Short exercise >> Reproduce all the items below word for word, leaving out the pictures.

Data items
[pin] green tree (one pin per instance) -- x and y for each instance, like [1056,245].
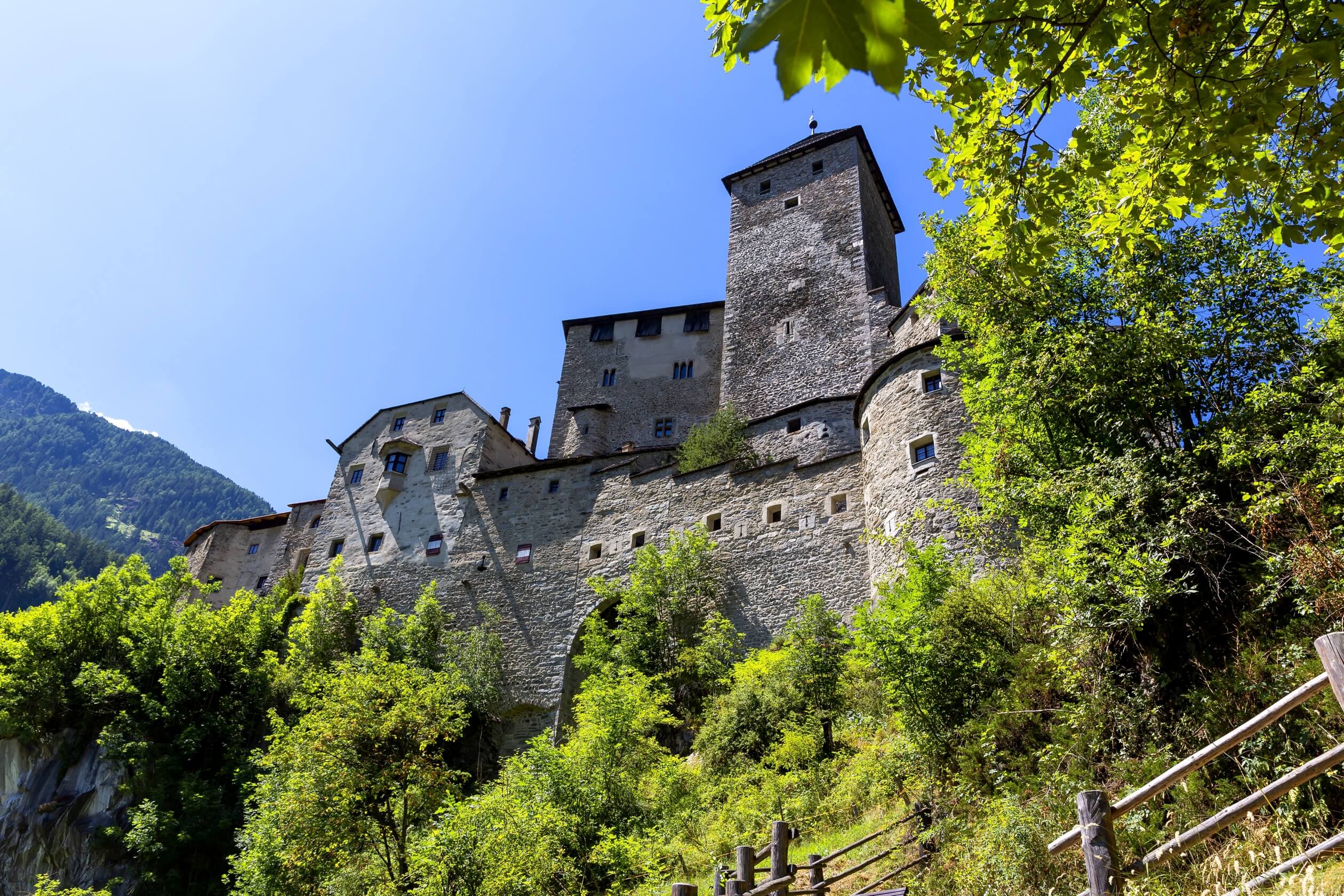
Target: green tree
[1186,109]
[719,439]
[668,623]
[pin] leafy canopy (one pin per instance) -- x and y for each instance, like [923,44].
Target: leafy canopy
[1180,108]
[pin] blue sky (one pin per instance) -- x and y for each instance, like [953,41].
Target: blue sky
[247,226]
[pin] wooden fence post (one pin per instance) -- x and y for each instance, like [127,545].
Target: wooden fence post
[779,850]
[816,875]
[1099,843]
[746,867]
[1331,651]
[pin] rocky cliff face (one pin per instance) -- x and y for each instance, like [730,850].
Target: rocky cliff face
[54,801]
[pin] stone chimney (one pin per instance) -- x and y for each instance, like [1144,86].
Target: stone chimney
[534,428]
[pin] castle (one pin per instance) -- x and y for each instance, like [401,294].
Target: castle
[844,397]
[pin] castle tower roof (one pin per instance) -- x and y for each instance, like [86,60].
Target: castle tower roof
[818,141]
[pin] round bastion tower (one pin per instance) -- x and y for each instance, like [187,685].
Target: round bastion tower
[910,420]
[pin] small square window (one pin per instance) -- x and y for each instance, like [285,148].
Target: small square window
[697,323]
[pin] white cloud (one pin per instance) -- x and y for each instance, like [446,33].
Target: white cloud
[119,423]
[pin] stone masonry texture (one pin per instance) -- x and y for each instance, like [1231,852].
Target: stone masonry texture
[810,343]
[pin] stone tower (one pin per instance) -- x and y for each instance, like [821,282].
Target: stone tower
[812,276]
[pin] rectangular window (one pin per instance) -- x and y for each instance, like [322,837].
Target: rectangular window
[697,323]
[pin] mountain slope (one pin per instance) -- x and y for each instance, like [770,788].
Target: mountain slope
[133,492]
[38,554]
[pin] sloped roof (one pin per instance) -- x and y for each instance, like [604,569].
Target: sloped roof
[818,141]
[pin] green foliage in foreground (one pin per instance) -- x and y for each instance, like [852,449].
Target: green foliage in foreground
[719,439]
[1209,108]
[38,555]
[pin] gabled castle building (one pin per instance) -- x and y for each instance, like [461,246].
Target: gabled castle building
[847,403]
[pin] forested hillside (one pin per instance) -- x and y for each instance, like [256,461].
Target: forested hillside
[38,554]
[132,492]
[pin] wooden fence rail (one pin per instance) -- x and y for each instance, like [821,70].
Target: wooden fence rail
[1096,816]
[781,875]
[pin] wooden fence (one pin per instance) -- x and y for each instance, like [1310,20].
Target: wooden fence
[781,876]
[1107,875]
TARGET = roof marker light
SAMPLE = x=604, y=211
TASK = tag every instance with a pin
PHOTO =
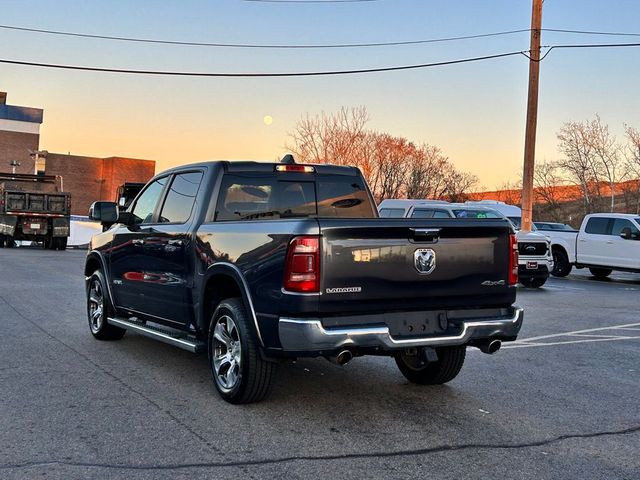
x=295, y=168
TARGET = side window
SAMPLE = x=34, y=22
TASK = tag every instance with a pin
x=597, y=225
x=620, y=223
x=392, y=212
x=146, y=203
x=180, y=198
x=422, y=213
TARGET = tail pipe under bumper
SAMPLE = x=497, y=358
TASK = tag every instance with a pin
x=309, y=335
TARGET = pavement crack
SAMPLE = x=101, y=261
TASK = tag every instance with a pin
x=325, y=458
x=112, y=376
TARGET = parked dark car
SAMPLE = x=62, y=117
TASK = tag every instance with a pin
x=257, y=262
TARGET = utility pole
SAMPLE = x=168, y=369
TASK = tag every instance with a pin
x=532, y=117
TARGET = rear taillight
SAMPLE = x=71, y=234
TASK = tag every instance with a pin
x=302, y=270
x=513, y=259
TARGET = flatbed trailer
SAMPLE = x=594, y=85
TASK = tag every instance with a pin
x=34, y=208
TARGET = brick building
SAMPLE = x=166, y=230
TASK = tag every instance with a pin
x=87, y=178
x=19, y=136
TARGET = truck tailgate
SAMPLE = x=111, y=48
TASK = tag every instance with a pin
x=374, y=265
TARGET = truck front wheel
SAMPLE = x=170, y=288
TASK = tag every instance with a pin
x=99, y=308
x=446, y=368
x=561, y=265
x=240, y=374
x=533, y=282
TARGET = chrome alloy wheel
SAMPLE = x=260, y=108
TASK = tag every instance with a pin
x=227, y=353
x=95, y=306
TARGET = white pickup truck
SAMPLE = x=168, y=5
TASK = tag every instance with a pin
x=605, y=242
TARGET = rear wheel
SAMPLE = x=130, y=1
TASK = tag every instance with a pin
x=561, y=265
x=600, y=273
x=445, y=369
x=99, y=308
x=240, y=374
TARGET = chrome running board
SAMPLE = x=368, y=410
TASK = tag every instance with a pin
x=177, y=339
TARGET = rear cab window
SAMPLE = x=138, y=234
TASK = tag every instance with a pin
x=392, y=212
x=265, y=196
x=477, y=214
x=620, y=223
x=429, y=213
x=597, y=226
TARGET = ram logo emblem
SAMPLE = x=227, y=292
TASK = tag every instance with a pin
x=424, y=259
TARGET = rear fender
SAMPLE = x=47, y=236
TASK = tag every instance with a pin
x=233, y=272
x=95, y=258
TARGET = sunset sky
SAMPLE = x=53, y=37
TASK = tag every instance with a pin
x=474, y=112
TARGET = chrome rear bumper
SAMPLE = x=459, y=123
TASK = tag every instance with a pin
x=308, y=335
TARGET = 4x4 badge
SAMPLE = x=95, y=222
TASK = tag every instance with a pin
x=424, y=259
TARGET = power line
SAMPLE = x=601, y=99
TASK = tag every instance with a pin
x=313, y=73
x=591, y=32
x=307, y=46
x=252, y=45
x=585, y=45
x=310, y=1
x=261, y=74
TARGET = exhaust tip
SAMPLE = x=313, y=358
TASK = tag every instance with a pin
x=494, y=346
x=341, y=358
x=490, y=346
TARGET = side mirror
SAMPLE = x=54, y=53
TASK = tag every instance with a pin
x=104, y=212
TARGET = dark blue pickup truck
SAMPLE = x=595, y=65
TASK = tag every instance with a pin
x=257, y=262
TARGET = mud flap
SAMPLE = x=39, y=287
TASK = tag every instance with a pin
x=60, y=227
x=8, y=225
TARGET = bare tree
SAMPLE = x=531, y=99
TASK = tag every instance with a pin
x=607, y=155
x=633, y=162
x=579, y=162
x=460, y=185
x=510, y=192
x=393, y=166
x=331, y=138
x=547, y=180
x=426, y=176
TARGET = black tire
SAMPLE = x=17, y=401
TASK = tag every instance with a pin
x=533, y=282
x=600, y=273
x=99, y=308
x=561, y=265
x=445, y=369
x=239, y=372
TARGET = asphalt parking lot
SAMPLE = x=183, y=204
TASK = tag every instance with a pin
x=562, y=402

Result of the exercise >>
[pin] green tree (one pin per instance) -- x and y for each instance, like [1056,245].
Target: green tree
[1186,109]
[719,439]
[668,623]
[pin] leafy canopy (one pin per instance) -- x and y for each instance, like [923,44].
Target: leafy canopy
[1180,108]
[pin] blue sky (one pin per instance) -- x and y for each instance, like [953,41].
Target: blue sky
[247,226]
[pin] wooden fence post (one pin per instance) -- x and y for each instance, like [127,545].
Target: wooden fence post
[779,850]
[816,875]
[1099,843]
[746,867]
[1331,651]
[pin] rocky cliff face (one pin per instance) -- x and y for each instance, like [730,850].
Target: rocky cliff face
[54,801]
[pin] stone chimney (one pin per instance) -- x and y for each instance, like [1144,86].
Target: stone chimney
[534,428]
[pin] castle (one pin per instance) -- x and y for each instance, like [401,294].
Target: castle
[844,397]
[pin] castle tower roof (one pin per instance) -- x and y for each instance, like [86,60].
Target: castle tower roof
[818,141]
[pin] round bastion tower (one pin per instance) -- x and y for each instance, like [187,685].
Target: round bastion tower
[910,420]
[pin] small square window (one pin per instance) -- x and y for each instance, like [285,148].
Target: small square window
[697,323]
[pin] white cloud (one pin per instance) -- x and y for each instance, like [446,33].
Target: white cloud
[119,423]
[pin] stone masonry texture (one pin per instance) -- x and y for each instance, like [1231,852].
Target: stone masonry texture
[810,343]
[pin] stone tower (one pin per instance) -- x and y for each instance, like [821,282].
Target: stone tower
[812,276]
[pin] rectangular window (one pin per instance) -- x and y for each instance, like [322,837].
Target: rectangular window
[697,323]
[pin] mountain slope (one pin per instance) -- x and y for each instance, like [770,788].
Target: mountain slope
[133,492]
[38,554]
[pin] sloped roof (one pin per instance) -- x and y for each instance, like [604,569].
Target: sloped roof
[818,141]
[pin] green foliage in foreground (one pin per instance) -- x and y for each instance, like [852,449].
Target: green foliage in foreground
[719,439]
[1209,108]
[38,555]
[pin] gabled castle building (one pin per instance) -- x and y for each instance, like [461,246].
Target: gabled castle building
[847,403]
[pin] forested hillside (one pin per instance) -- x and y for each instance, like [256,461].
Target: forested hillside
[38,554]
[132,492]
[pin] wooden fence rail (one pin per instance) -- x and y for each instance, like [821,70].
Target: wooden fence rail
[1096,816]
[781,875]
[pin] wooden fence (one pin per instance) -- x and y for each instance, like [1310,20].
Target: wooden fence
[781,876]
[1107,875]
TARGET = roof marker light
SAMPLE = x=604, y=211
TASK = tag every instance with a pin
PHOTO =
x=295, y=168
TARGET = side window
SAMPLE = x=34, y=22
TASK = tag every instance with a pin
x=597, y=225
x=620, y=223
x=392, y=212
x=146, y=203
x=180, y=198
x=422, y=213
TARGET = tail pipe under bumper
SAMPLE = x=497, y=358
TASK = tag every instance with a pin
x=309, y=335
TARGET = pavement crack
SAMPLE = x=101, y=261
TASK = tag every instance with a pin
x=325, y=458
x=112, y=376
TARGET = parked dark car
SAMPLE = x=62, y=117
TASK = tag every instance with a pin
x=257, y=262
TARGET = utility pole
SAMPLE = x=168, y=369
TASK = tag every instance with a pin
x=532, y=117
TARGET = rear taillight
SAMPLE = x=71, y=234
TASK = tag every instance with a pin
x=302, y=270
x=513, y=259
TARGET = flatbed trailer
SAMPLE = x=594, y=85
TASK = tag every instance with a pin
x=34, y=208
TARGET = brick building
SAMPLE = x=166, y=230
TASK = tag every instance with a pin
x=87, y=178
x=19, y=136
TARGET = truck tailgate
SAMPLE = x=111, y=48
TASK = tag every instance with a pin
x=374, y=265
TARGET = truck front wheel
SAMPLE = x=170, y=288
TASK = tag every instance with a pin
x=99, y=308
x=446, y=368
x=561, y=265
x=240, y=374
x=533, y=282
TARGET = chrome alloy wheel
SAMPLE = x=260, y=108
TASK = tag every instance with a pin
x=227, y=353
x=95, y=306
TARGET = white pickup truck
SAMPLE = x=168, y=5
TASK = tag every instance with a pin
x=605, y=242
TARGET = rear wheel
SAMPLE = x=130, y=1
TASK = tag every instance with a pin
x=561, y=265
x=600, y=273
x=445, y=369
x=99, y=308
x=240, y=374
TARGET = chrome running board
SAMPLE = x=368, y=410
TASK = tag every instance with a pin
x=177, y=339
TARGET = rear cab window
SAMPLE = x=138, y=234
TASK = tag every instance with a pin
x=392, y=212
x=265, y=196
x=477, y=214
x=620, y=223
x=429, y=213
x=597, y=226
TARGET = ram logo emblem
SAMPLE = x=227, y=292
TASK = tag every instance with a pin
x=424, y=259
TARGET = rear fender
SAMPLE = x=47, y=236
TASK = tag every instance with a pin
x=233, y=272
x=95, y=258
TARGET = sunset sky
SAMPLE = x=53, y=37
TASK = tag every instance with a pin
x=474, y=112
TARGET = chrome rear bumper
SAMPLE = x=459, y=123
TASK = tag every instance with a pin
x=308, y=335
TARGET = 4x4 badge
SAMPLE = x=95, y=222
TASK = tag every instance with a pin
x=424, y=259
TARGET = power line
SAMPLE = x=601, y=99
TASK = tag every instance with a pin
x=313, y=73
x=591, y=32
x=307, y=46
x=252, y=45
x=585, y=45
x=310, y=1
x=261, y=74
TARGET = exhaust tip
SAMPLE = x=313, y=358
TASK = tag every instance with a pin
x=494, y=346
x=341, y=358
x=490, y=346
TARGET = side mirror
SAMPLE = x=54, y=53
TASK = tag every instance with a pin
x=104, y=212
TARGET = dark blue pickup truck
SAMPLE = x=595, y=65
TASK = tag every instance with a pin
x=257, y=262
TARGET = mud flap
SAMPLE = x=39, y=287
TASK = tag every instance with a pin
x=60, y=227
x=8, y=225
TARGET = bare tree
SAMPLE = x=531, y=99
TASK = tag every instance with a pin
x=607, y=155
x=633, y=162
x=579, y=162
x=460, y=185
x=510, y=192
x=393, y=166
x=331, y=138
x=547, y=180
x=426, y=176
TARGET = black tire
SAMPLE = x=17, y=401
TASK = tag every instance with a pin
x=533, y=282
x=600, y=273
x=99, y=308
x=561, y=265
x=445, y=369
x=239, y=372
TARGET = asphalt parking lot
SAMPLE = x=183, y=204
TASK = tag every instance with a pin
x=562, y=402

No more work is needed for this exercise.